Give the records from the line with "Pick out the tree" through the line with "<point>58,52</point>", both lines included, as a two-column CSV headed text and answer. Use one row per record, put each field in quotation marks, and turn any line breaks into spaces.

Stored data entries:

::::

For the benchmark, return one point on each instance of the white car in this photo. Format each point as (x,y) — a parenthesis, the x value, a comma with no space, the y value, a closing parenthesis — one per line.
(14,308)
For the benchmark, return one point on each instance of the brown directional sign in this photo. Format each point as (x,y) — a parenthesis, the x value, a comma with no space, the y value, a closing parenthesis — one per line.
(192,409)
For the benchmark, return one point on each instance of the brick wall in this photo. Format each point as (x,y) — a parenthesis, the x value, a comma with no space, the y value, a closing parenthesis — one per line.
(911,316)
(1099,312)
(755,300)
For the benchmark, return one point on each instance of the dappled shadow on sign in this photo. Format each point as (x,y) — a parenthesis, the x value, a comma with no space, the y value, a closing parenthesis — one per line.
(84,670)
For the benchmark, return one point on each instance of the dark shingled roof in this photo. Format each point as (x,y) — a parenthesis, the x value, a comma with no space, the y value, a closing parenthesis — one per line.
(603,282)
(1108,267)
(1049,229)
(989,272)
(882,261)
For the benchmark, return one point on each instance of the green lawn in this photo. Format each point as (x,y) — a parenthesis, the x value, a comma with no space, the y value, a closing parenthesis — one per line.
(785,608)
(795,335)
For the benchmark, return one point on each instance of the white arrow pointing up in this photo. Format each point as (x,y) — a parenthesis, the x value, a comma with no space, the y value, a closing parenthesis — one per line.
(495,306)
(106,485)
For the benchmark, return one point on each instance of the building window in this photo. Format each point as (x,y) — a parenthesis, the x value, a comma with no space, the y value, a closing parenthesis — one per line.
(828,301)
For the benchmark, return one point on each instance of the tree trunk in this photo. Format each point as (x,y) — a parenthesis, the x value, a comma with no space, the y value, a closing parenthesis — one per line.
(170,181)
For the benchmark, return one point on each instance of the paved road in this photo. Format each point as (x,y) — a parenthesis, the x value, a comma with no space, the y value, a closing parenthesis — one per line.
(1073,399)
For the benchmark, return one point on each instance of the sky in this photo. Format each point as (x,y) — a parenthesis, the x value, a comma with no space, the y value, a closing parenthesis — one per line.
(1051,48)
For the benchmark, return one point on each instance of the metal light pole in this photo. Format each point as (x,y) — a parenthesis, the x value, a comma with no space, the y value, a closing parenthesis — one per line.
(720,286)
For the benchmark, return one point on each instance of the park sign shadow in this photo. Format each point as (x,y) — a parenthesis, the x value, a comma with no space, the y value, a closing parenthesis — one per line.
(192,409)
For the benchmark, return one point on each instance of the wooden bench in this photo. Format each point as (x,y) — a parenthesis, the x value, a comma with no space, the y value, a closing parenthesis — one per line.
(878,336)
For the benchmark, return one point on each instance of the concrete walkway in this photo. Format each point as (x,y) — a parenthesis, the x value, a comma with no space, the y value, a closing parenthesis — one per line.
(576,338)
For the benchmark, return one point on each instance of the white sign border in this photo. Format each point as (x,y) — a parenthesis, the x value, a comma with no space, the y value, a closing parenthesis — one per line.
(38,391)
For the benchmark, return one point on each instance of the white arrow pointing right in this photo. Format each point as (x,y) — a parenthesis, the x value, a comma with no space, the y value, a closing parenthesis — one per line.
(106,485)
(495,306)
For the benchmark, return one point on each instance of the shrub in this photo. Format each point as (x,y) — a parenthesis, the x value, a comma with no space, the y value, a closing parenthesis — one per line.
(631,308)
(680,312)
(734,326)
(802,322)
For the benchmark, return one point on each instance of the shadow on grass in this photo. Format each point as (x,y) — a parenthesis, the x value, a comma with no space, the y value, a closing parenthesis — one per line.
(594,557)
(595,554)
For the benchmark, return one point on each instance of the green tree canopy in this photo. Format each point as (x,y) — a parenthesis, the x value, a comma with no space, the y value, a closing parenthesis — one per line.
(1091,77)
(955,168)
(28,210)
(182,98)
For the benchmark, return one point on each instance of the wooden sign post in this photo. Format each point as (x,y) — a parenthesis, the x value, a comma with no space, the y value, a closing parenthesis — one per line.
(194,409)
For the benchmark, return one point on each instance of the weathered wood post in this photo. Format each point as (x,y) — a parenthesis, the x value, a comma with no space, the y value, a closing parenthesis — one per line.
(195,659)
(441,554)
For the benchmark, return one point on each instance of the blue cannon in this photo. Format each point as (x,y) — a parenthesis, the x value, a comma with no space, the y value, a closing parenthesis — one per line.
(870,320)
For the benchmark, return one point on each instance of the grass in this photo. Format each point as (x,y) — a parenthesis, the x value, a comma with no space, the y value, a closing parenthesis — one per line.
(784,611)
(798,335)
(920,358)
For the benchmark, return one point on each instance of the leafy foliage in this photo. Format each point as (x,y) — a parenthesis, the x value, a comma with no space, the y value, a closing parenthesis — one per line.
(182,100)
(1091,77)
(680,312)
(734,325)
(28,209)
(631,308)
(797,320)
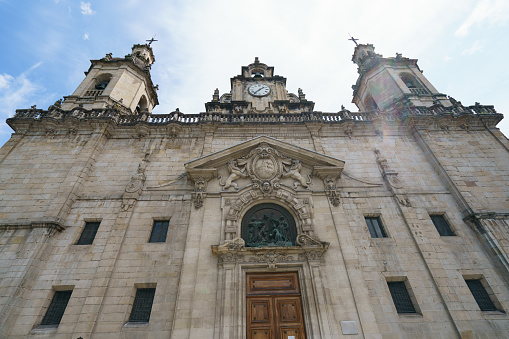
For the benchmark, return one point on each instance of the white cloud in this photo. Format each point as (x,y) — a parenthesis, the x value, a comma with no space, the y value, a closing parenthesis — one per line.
(17,92)
(476,47)
(5,80)
(85,8)
(494,11)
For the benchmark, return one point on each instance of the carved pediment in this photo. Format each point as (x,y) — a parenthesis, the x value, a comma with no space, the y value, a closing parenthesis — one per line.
(266,163)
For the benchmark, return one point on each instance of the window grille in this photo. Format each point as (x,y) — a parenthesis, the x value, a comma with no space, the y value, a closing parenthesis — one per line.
(88,234)
(56,308)
(142,305)
(442,226)
(480,294)
(159,231)
(375,227)
(401,298)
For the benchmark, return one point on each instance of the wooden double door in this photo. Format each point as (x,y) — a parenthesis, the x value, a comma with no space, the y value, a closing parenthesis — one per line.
(274,308)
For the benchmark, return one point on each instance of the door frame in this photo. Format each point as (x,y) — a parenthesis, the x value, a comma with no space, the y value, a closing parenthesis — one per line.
(274,295)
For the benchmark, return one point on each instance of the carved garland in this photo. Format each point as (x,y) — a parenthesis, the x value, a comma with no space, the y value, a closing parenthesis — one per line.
(266,167)
(307,249)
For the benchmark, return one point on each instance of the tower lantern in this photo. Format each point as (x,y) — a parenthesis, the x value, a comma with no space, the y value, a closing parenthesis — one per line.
(121,83)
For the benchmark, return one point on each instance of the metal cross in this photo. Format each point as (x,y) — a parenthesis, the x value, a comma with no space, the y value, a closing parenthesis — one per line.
(151,40)
(354,40)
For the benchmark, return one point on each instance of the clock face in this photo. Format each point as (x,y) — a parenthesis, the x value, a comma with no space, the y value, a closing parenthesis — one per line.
(259,90)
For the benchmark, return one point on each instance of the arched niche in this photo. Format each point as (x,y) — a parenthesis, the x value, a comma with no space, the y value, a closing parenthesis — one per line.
(142,105)
(268,224)
(102,81)
(409,80)
(237,209)
(370,104)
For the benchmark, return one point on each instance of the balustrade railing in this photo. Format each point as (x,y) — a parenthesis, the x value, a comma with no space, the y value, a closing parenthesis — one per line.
(247,118)
(93,93)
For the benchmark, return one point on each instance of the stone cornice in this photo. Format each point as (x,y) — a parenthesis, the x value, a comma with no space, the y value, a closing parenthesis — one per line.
(479,116)
(30,225)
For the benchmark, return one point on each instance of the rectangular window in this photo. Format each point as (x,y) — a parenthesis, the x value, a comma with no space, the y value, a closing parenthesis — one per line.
(441,224)
(400,296)
(56,309)
(159,231)
(480,294)
(375,227)
(88,234)
(142,305)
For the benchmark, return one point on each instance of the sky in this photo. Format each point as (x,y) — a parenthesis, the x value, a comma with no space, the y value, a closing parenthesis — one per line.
(462,46)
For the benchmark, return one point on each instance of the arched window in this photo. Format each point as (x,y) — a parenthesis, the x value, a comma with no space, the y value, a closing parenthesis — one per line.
(268,225)
(370,104)
(98,85)
(102,81)
(412,83)
(257,73)
(142,104)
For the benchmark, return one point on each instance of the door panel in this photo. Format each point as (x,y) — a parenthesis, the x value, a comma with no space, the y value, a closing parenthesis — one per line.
(291,333)
(260,334)
(278,313)
(288,310)
(260,310)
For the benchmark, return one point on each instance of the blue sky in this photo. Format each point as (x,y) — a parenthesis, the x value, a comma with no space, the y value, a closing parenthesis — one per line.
(462,46)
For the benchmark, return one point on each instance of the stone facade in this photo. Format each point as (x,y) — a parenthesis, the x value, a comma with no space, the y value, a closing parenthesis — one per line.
(410,152)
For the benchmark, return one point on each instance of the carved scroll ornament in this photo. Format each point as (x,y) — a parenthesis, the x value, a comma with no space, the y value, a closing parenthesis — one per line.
(265,166)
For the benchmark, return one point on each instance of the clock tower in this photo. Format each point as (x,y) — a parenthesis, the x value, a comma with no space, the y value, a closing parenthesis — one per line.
(121,83)
(258,90)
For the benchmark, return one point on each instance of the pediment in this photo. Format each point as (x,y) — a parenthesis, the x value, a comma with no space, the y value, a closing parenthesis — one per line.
(265,163)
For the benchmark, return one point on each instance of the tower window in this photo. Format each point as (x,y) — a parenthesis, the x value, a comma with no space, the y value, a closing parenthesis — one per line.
(102,81)
(142,306)
(56,309)
(142,105)
(401,297)
(412,83)
(88,235)
(480,294)
(375,227)
(159,231)
(370,104)
(441,224)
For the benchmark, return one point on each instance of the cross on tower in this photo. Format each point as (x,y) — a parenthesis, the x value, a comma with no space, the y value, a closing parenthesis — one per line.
(354,40)
(151,40)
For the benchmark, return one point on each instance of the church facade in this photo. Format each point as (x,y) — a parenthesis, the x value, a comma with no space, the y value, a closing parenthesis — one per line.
(258,218)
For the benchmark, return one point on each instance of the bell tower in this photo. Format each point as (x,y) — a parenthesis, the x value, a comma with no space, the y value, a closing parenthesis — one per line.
(258,90)
(384,83)
(121,83)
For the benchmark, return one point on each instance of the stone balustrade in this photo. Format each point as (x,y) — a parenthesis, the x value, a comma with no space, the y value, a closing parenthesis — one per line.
(247,118)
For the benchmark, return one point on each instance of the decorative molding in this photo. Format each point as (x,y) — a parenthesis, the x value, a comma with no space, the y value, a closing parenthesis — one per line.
(200,178)
(265,166)
(307,249)
(330,176)
(50,225)
(390,175)
(135,187)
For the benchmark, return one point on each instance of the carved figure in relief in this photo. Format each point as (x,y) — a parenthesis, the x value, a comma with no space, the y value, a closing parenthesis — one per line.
(294,172)
(235,173)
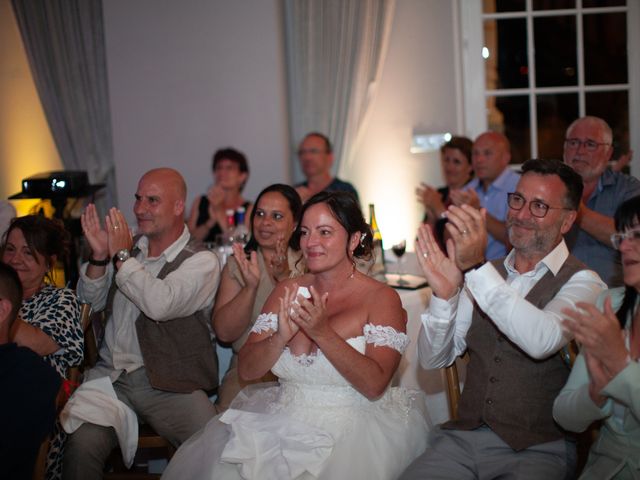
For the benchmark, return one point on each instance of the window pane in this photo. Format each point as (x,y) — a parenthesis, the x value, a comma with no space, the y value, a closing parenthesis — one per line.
(555,46)
(553,4)
(603,3)
(555,114)
(507,65)
(605,47)
(510,115)
(493,6)
(614,108)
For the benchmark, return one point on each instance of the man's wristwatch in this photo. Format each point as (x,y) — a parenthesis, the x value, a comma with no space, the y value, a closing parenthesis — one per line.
(98,263)
(121,255)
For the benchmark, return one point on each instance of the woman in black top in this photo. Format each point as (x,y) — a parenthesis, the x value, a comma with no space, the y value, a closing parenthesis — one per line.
(207,218)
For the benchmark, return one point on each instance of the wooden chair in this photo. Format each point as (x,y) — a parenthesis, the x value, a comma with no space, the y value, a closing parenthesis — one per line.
(453,386)
(150,444)
(569,353)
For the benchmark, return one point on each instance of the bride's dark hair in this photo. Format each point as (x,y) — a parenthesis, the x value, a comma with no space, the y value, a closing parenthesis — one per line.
(627,216)
(345,209)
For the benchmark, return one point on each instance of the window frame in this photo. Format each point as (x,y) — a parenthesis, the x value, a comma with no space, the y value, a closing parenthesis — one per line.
(471,33)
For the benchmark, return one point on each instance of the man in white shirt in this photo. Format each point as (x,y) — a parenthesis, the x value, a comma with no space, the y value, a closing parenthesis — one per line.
(507,314)
(157,295)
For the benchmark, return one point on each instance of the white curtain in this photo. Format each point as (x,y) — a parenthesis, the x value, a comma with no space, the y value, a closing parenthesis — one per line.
(335,50)
(64,41)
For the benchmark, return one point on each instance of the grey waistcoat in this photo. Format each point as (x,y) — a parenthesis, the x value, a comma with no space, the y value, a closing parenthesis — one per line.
(506,389)
(178,354)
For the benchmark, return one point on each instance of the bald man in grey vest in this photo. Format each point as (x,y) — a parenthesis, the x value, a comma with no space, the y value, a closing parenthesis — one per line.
(157,291)
(507,315)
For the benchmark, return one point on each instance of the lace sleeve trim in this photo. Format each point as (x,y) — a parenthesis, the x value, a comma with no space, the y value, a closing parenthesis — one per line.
(384,336)
(265,322)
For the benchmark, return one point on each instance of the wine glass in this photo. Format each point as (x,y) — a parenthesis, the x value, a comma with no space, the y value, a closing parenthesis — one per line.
(398,250)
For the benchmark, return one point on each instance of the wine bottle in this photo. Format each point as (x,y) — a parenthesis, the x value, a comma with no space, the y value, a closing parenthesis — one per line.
(378,268)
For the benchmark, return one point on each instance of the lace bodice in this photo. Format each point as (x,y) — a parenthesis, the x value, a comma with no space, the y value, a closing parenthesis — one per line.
(313,379)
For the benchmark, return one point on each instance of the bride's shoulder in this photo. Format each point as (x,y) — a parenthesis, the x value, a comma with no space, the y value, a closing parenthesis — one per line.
(380,294)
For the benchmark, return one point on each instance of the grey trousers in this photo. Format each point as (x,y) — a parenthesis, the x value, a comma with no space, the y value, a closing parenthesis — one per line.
(481,455)
(175,416)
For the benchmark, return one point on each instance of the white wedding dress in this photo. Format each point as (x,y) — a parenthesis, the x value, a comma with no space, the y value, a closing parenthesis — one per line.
(312,425)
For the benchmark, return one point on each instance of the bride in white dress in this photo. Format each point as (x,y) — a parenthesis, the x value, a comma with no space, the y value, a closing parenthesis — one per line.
(334,337)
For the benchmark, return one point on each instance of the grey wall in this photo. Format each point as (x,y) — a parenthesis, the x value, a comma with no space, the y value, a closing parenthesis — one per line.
(190,76)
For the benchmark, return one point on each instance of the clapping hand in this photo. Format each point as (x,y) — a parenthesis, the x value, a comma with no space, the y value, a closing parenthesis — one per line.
(599,333)
(311,314)
(118,233)
(467,228)
(431,199)
(464,197)
(440,270)
(96,236)
(249,267)
(287,328)
(599,378)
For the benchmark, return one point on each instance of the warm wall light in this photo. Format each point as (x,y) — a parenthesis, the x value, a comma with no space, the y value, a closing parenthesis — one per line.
(428,142)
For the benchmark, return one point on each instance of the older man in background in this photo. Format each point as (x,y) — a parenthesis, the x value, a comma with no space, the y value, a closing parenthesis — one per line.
(316,158)
(588,149)
(493,180)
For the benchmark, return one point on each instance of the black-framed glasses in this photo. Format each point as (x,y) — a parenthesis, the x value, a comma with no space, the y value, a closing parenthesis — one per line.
(311,151)
(536,207)
(618,237)
(589,145)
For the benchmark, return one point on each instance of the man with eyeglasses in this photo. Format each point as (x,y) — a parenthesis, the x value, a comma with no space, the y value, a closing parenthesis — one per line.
(588,149)
(507,315)
(316,158)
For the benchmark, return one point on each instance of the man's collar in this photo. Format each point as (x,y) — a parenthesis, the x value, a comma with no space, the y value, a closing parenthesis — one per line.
(172,251)
(553,260)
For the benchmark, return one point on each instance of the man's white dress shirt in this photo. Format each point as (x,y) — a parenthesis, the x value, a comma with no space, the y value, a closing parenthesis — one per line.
(538,332)
(190,288)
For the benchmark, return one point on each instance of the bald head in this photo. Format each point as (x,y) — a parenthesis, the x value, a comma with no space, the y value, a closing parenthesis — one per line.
(171,180)
(490,155)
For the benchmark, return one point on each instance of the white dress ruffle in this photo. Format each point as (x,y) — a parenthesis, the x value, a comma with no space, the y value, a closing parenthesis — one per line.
(312,425)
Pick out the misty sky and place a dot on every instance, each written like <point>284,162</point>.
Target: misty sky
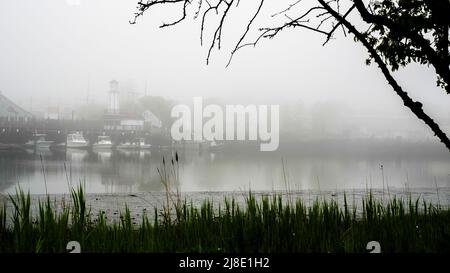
<point>50,50</point>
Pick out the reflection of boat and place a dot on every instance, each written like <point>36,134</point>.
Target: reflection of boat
<point>5,146</point>
<point>103,142</point>
<point>142,144</point>
<point>104,155</point>
<point>76,155</point>
<point>76,140</point>
<point>39,142</point>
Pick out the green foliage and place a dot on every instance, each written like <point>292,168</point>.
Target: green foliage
<point>405,31</point>
<point>265,225</point>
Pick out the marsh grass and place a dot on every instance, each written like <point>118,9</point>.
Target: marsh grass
<point>265,225</point>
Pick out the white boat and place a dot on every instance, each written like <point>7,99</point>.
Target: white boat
<point>76,140</point>
<point>103,142</point>
<point>142,144</point>
<point>39,142</point>
<point>215,147</point>
<point>128,145</point>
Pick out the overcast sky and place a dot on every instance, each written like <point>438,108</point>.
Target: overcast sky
<point>50,50</point>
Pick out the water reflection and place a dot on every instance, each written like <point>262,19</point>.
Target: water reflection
<point>106,171</point>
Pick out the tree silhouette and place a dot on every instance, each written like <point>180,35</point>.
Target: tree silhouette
<point>394,32</point>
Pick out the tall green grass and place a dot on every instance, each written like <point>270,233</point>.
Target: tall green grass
<point>264,225</point>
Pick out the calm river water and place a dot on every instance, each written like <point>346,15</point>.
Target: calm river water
<point>136,171</point>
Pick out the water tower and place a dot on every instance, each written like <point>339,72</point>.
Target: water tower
<point>113,107</point>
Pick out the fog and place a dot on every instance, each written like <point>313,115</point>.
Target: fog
<point>58,52</point>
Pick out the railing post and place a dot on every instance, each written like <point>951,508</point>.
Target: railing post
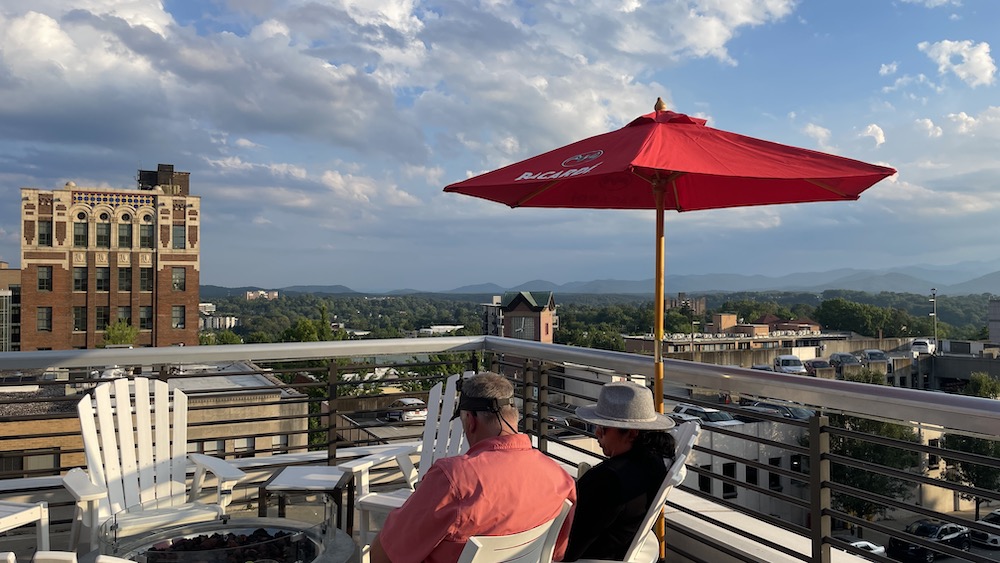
<point>530,421</point>
<point>333,376</point>
<point>819,493</point>
<point>474,362</point>
<point>543,408</point>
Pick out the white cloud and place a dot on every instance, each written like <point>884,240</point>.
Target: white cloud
<point>969,61</point>
<point>926,125</point>
<point>820,134</point>
<point>875,132</point>
<point>246,144</point>
<point>935,3</point>
<point>986,123</point>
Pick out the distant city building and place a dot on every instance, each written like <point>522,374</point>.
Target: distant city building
<point>211,322</point>
<point>697,305</point>
<point>529,315</point>
<point>93,256</point>
<point>10,308</point>
<point>993,320</point>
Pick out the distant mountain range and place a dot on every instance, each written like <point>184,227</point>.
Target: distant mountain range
<point>968,278</point>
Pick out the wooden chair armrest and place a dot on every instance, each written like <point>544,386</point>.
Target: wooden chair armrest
<point>78,483</point>
<point>221,468</point>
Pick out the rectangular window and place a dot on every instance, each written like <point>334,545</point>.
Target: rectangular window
<point>145,279</point>
<point>103,279</point>
<point>124,279</point>
<point>705,481</point>
<point>80,235</point>
<point>774,479</point>
<point>146,236</point>
<point>178,279</point>
<point>80,319</point>
<point>103,317</point>
<point>45,319</point>
<point>125,235</point>
<point>729,489</point>
<point>45,232</point>
<point>177,314</point>
<point>45,278</point>
<point>177,237</point>
<point>104,235</point>
<point>145,317</point>
<point>934,461</point>
<point>80,278</point>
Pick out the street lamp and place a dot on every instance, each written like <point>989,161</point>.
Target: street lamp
<point>934,314</point>
<point>693,323</point>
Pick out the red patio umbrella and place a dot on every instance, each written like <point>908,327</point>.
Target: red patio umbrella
<point>666,160</point>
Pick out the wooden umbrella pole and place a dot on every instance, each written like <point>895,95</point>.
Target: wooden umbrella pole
<point>658,336</point>
<point>658,303</point>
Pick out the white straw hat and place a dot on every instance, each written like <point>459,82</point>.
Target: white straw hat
<point>625,405</point>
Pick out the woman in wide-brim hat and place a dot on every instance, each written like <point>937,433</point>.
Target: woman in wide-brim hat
<point>613,496</point>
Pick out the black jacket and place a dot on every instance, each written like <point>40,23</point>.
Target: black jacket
<point>612,499</point>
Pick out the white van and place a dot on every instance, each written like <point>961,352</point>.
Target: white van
<point>788,363</point>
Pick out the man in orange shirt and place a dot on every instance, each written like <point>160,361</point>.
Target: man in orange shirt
<point>501,486</point>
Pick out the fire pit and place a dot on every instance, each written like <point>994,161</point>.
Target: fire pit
<point>240,540</point>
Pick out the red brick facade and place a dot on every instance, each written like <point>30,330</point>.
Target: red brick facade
<point>120,213</point>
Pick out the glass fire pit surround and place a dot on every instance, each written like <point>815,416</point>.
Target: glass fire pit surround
<point>238,540</point>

::::

■ Complete output
text,answer
"Pick out the tree silhouette and place a dot on every instance, each written like <point>180,35</point>. Target: tree silhouette","<point>394,32</point>"
"Pick out the tall green grass and place a dot on every instance, each written like <point>270,233</point>. Target: tall green grass","<point>264,225</point>"
"Pick out the calm river water and place a dot on every instance, each written like <point>346,15</point>. Target: calm river water","<point>136,171</point>"
"Pick out the water tower and place a dot on every instance, each written like <point>339,72</point>. Target: water tower","<point>113,107</point>"
"Pick out the fog and place a dot on every instance, each written like <point>313,115</point>. Target: fog","<point>58,52</point>"